__The task__
Decide whether each statement below agrees with the excerpt on Cork valuations, and back each yes or no with the deciding words from the excerpt. (a) The speaker believes a reputable valuer in Cork could give an example supporting Deputy Corry's claim. (b) The speaker says he would welcome specific instances from Deputy Corry. (c) The closing reply says the instances were given before.

__Source text__
Deputy Corry makes suggestions here about the valuations of premises in the county and those of a similar nature in the city. They are supposed to be more highly valued in the county than in the city. A remark like that has this virtue for the man who makes it: he need not particularise and give any specific instances. If that burden were thrown on Deputy Corry, he would fail miserably to bear it. I know of no such case where you put on one side valuations in the city and the other, those in the county. I do not believe any reputable valuer in the city or county of Cork could give one example to bear out what Deputy Corry alleges. I do not believe Deputy Corry himself could do so. I would be very glad to hear him give specific instances to show what he says in this House is true.

I gave them before.

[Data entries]
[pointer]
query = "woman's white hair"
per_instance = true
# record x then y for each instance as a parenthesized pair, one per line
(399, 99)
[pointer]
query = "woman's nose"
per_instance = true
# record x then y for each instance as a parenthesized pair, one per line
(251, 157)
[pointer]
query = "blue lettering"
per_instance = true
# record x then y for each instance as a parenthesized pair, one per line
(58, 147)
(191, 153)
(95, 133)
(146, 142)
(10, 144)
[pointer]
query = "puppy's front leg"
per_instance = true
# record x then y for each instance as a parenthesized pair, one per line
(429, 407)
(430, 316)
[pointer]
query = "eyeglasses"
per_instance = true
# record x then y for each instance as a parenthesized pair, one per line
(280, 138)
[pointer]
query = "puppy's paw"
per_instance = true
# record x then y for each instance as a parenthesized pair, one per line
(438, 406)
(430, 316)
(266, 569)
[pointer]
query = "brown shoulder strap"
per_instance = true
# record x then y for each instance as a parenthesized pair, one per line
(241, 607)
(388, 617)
...
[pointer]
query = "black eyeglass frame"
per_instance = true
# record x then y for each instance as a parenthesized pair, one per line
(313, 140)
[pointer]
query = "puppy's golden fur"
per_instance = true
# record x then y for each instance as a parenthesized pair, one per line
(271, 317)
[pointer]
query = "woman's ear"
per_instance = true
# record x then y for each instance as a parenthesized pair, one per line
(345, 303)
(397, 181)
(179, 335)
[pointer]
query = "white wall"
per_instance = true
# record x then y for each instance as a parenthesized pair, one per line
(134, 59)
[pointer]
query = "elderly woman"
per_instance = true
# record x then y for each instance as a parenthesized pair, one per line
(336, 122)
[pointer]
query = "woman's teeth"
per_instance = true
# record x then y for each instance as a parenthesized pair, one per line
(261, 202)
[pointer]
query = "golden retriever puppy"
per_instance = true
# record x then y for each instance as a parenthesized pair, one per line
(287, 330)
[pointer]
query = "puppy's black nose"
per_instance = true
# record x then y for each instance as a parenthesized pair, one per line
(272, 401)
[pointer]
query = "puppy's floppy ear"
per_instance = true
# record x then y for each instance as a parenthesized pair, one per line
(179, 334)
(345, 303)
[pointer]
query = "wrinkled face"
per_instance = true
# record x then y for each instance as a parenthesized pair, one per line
---
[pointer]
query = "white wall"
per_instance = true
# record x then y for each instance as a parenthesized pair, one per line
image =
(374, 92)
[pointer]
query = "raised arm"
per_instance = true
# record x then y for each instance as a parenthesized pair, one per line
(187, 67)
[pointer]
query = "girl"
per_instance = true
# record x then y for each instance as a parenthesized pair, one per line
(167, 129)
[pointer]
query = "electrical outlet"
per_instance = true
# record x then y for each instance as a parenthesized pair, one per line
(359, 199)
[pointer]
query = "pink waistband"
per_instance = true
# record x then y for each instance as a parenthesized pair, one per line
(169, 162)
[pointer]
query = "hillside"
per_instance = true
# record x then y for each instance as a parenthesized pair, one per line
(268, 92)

__Correct result__
(a) No: "I do not believe any reputable valuer in the city or county of Cork could give one example to bear out what Deputy Corry alleges."
(b) Yes: "I would be very glad to hear him give specific instances to show what he says in this House is true."
(c) Yes: "I gave them before."